**Required work**: Only the final stretch of lines is needed: output exactly the line containing "Locate the concrete" and all lines following it in the listing below.

━━━━━ Given data

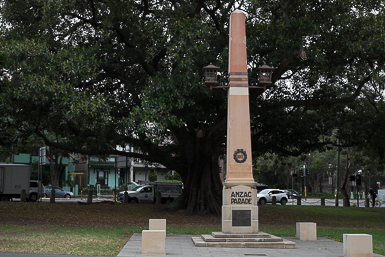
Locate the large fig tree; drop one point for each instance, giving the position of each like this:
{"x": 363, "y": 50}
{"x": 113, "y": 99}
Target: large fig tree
{"x": 105, "y": 73}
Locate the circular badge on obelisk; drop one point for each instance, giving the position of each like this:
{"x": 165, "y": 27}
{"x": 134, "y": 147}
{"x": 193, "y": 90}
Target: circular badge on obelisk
{"x": 240, "y": 155}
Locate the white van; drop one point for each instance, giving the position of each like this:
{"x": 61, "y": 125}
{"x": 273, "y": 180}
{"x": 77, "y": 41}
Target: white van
{"x": 34, "y": 195}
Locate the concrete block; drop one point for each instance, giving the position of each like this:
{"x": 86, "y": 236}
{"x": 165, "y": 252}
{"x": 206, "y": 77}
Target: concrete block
{"x": 154, "y": 242}
{"x": 157, "y": 224}
{"x": 306, "y": 231}
{"x": 357, "y": 245}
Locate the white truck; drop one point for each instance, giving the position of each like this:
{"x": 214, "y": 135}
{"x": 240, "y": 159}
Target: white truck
{"x": 147, "y": 193}
{"x": 13, "y": 179}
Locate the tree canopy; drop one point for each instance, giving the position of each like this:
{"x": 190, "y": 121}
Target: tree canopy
{"x": 103, "y": 73}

━━━━━━━━━━

**Exercise solution**:
Locate the concrete block; drop one point for each instance, giving the position of each like this:
{"x": 86, "y": 236}
{"x": 165, "y": 252}
{"x": 206, "y": 77}
Target: concrete block
{"x": 154, "y": 242}
{"x": 157, "y": 224}
{"x": 306, "y": 231}
{"x": 357, "y": 245}
Locate the white truck; drop one point for each instance, giving the position of each like this:
{"x": 214, "y": 135}
{"x": 240, "y": 159}
Target: white truck
{"x": 147, "y": 193}
{"x": 13, "y": 179}
Locate the tree canopy; drop one point for each instance, giving the position of each like this:
{"x": 190, "y": 121}
Target: tree canopy
{"x": 103, "y": 73}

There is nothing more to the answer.